Problem statement:
Please convert every one of the entries below into a two-column CSV with the headers "prompt" and "reply", one row per entry. Put each entry's text and its answer in a single quoted field each, and replace line breaks with spaces.

[Location identification entries]
-- START --
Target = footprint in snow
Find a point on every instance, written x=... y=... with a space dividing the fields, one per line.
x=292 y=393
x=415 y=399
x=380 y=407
-- END --
Result of the exercise:
prompt,reply
"Target = footprint in snow Find a point on every instance, written x=... y=... with a space dividing the fields, one per line.","x=292 y=393 x=415 y=399 x=380 y=407"